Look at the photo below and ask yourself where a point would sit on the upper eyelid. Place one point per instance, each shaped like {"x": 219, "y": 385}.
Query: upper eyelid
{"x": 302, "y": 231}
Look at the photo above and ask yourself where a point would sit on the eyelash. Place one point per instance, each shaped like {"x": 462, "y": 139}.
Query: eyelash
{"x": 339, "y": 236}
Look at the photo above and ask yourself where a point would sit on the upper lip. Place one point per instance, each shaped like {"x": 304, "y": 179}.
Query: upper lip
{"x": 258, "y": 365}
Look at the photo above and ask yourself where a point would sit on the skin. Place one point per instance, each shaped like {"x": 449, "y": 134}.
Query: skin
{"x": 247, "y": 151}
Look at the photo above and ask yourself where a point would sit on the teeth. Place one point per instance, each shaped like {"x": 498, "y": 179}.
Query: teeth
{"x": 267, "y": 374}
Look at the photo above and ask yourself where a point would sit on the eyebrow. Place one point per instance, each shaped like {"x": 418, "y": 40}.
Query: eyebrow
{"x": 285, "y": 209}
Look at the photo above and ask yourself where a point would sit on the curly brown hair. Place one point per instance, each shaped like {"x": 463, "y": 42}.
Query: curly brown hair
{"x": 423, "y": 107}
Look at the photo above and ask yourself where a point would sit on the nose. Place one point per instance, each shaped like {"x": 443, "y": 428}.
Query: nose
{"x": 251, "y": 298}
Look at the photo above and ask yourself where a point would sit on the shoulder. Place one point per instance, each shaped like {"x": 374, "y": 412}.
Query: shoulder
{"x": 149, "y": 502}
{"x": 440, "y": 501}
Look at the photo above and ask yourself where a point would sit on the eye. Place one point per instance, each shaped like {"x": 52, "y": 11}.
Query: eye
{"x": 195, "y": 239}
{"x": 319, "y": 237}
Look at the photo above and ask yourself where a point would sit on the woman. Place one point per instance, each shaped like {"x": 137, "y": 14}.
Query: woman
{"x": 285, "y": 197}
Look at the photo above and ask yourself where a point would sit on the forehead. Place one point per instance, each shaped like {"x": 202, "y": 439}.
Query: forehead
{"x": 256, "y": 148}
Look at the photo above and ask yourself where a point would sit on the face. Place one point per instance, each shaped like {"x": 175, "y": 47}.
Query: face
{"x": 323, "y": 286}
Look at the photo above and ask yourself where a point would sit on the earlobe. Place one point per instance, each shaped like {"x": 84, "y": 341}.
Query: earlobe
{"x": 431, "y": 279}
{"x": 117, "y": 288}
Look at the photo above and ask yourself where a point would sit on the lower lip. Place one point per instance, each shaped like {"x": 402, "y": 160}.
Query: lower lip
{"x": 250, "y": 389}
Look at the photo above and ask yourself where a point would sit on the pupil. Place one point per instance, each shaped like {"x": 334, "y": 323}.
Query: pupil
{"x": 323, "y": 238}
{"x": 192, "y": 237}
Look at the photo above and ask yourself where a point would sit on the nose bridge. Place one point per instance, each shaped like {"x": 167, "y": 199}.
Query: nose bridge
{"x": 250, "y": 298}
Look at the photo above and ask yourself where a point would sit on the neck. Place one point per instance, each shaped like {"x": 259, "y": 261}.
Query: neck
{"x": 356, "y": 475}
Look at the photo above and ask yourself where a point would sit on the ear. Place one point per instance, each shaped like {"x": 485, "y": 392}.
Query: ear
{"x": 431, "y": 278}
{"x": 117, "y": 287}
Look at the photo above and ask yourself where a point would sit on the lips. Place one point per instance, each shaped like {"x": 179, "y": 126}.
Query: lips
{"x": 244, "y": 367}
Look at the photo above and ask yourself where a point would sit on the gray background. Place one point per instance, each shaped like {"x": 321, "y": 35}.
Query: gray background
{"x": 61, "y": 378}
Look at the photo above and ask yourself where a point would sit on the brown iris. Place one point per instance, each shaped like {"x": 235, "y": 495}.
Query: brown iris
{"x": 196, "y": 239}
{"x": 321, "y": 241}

_ _ _

Exactly as written, please output every entry.

Look at the photo below and ask yourself where a point would sit on the upper eyelid. Place one point per instance, each shaped like {"x": 219, "y": 385}.
Query: upper eyelid
{"x": 302, "y": 231}
Look at the photo above and ask yourself where a point would sit on the eyelash. Place one point per instance, each shaped like {"x": 462, "y": 139}.
Query: eyelash
{"x": 339, "y": 236}
Look at the photo above and ask yourself where a point would sit on the upper lip. Place one point per instance, each shaped like {"x": 304, "y": 179}.
Query: upper lip
{"x": 258, "y": 365}
Look at the photo above and ask yourself where a point would sit on the skin. Place one point per instance, each shaped like {"x": 449, "y": 134}.
Query: skin
{"x": 247, "y": 151}
Look at the photo above and ask yourself where a point would sit on the teeth. Place one point per instance, each shaped like {"x": 498, "y": 179}.
Query: teeth
{"x": 267, "y": 374}
Look at the photo above and ask yourself where a point would sit on the eyebrow. Place one point per instance, each shaped like {"x": 418, "y": 40}.
Query: eyebrow
{"x": 285, "y": 209}
Look at the photo above and ask yourself where a point would sit on the curly brown hair. Place one point per instance, each shaped like {"x": 463, "y": 42}.
Query: curly brown hair
{"x": 423, "y": 107}
Look at the photo above and ask yourself where a point would sit on the nose. Place one point per instance, each shaped like {"x": 443, "y": 428}.
Query: nose
{"x": 251, "y": 298}
Look at the photo above and ask yourself where a point would sit on the shoulder. Place one point per instance, each shaped like {"x": 374, "y": 412}.
Query: shoulder
{"x": 149, "y": 502}
{"x": 440, "y": 501}
Look at the photo above and ask yourself where a point would sit on the eye. Place one point per instance, each shaped like {"x": 52, "y": 11}.
Query: eye
{"x": 195, "y": 239}
{"x": 319, "y": 237}
Look at the photo above and ask yourself where a point would sit on the woman. Place one point per instance, each shaped like {"x": 137, "y": 14}.
Query: woman
{"x": 285, "y": 197}
Look at the photo above and ask yourself where a point would sit on the forehead. Place one point per instance, each shaped like {"x": 202, "y": 439}.
Query: forehead
{"x": 256, "y": 148}
Look at the photo above and ask yourself where a point would sit on the face. Place one point per instance, each shaped like {"x": 175, "y": 47}.
Query: face
{"x": 323, "y": 286}
Look at the photo above and ask yourself where a point would sit on the earlobe. Place one point per instance, each shaped like {"x": 84, "y": 341}.
Query: earlobe
{"x": 431, "y": 279}
{"x": 117, "y": 288}
Look at the photo above and ask yourself where a point would sit on the lower lip. Place one point per instance, each shaped like {"x": 402, "y": 160}.
Query: lower lip
{"x": 250, "y": 389}
Look at the photo above and ask yourself where a point would sit on the pupil. Place one point per instance, each shaped like {"x": 334, "y": 323}.
Query: pupil
{"x": 323, "y": 238}
{"x": 192, "y": 237}
Look at the photo above and ask yourself where a point would sit on the nose bridge. Place one point per instance, each shaped like {"x": 167, "y": 199}.
Query: nose bridge
{"x": 250, "y": 298}
Look at the photo above and ask yourself where a point would sit on the neck. Place one point per instance, each shaped like {"x": 259, "y": 261}.
Query: neck
{"x": 356, "y": 475}
Look at the photo above and ask yourself where a point would sit on the ear. Place one point per instance, each shaped like {"x": 485, "y": 392}.
Query: ear
{"x": 431, "y": 278}
{"x": 117, "y": 287}
Look at the photo above and ask yourself where a point would sit on the lips. Place one point per instance, each shaped like {"x": 179, "y": 126}.
Query: lips
{"x": 244, "y": 367}
Look at the photo above and ask yourself where a point would sit on the gray background. Place one point per instance, each shaped like {"x": 321, "y": 35}.
Query: gray background
{"x": 61, "y": 378}
Look at the photo above and ask yourself where a point would sit on the brown iris. Place one point per instance, each shaped like {"x": 235, "y": 495}.
Query: brown iris
{"x": 196, "y": 239}
{"x": 321, "y": 241}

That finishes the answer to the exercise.